Task instructions — In the discussion of vegetarian eating below, retype the passage from "Here's a way" up to and including "05:43 pm (UTC)".

Supplied text —
+ + + +

I heard one lacto-vegetarian put it this way: nothing with a face (or potential for a face.) That was how she ate -- it's a pretty individual thing, if it's not culturally or religiously prescribed.

Here's a way around the whole controversy: if you're wanting to make bread for someone who doesn't eat eggs (for whatever reason,) and your bread recipes include egg, why not use an egg substitute/replacer? They're easily found in pretty much any store's health food section, a box lasts forever, and it works pretty well. You can't use it to make scrambled eggs or something, but it works well in recipes.

Date: 8 Apr 2011 05:43 pm (UTC)
raletha: bowl of green salad (food & drink - salad)
From: [personal profile] raletha
Here's an article on vegans eating oysters: Consider the Oyster, which is similar in some ways to your edible sponge test case. Seems reasonable, if these animals are insensate and sustainably produced, there's no real issue I'd have (aside from palate; I never liked oysters).

Of course, now I can't stop thinking about poor old Sponge Bob Squarepants and traumatized children being fed sponges! XD

Food politics is such a minefield these days. Personally, I try to keep things simple and sane for myself, but it's hard to achieve any kind of logical consistency trying to balance all the diverse issues -- ethics, environmentalism, health, sociability -- so it never really is simple. I try to cut myself some slack (I'm less strict (fully lacto-ovo vegetarian, and I don't bother asking if the sour cream has gelatin or the curry has fish sauce. I don't want to be that guy!) when eating out or eating what other people have cooked for me than I am with what I eat at home and cook for myself (wholefoods mostly-vegan and finicky about sources for honey, dairy, and eggs)).

I think I've come around to accepting there is no perfect solution. If someone is trying to find, simultaneously, The Perfect Diet which is the most healthy, most ethical, most environmentally sound, and doesn't turn social eating into a hazard zone, they are doomed to fail.

Date: 8 Apr 2011 05:49 pm (UTC)
quillori: text: Why does everyone say my name like it means 'Shut Up'? (tl;dr)

+ + + +

Information shown —

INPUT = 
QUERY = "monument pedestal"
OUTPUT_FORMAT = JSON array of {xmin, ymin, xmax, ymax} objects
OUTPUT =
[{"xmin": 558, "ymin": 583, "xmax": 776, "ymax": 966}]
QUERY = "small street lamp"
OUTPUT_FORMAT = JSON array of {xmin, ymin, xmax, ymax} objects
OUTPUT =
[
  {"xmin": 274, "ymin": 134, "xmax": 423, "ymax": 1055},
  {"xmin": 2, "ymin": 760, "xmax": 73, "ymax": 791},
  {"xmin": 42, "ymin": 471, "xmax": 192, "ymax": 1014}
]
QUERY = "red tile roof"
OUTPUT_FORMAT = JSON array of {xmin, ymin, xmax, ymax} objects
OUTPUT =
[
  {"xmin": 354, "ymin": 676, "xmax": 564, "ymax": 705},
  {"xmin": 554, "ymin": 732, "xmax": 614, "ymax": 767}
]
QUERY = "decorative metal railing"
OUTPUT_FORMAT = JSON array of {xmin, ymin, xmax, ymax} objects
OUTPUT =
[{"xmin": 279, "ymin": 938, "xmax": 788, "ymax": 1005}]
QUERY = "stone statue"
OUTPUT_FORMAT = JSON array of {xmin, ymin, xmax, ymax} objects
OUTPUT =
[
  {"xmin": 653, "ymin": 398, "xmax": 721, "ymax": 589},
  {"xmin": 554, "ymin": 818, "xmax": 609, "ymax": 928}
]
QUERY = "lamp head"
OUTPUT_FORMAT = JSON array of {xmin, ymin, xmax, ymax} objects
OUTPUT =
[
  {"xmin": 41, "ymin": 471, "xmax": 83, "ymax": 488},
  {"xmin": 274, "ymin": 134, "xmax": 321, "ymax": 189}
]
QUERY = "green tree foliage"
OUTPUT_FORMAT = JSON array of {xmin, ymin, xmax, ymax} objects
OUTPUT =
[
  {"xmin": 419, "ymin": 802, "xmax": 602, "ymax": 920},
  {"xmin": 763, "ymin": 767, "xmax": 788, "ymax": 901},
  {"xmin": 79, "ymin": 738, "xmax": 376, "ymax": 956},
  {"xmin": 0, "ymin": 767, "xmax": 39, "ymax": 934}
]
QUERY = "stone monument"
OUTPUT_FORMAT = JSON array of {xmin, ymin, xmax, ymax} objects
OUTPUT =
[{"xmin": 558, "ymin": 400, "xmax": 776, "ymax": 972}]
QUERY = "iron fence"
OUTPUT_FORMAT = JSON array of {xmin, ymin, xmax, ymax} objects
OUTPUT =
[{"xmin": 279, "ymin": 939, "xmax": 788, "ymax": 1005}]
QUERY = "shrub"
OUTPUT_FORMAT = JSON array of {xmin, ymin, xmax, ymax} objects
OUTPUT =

+ + + +

Reply —
Here's a way around the whole controversy: if you're wanting to make bread for someone who doesn't eat eggs (for whatever reason,) and your bread recipes include egg, why not use an egg substitute/replacer? They're easily found in pretty much any store's health food section, a box lasts forever, and it works pretty well. You can't use it to make scrambled eggs or something, but it works well in recipes.

Date: 8 Apr 2011 05:43 pm (UTC)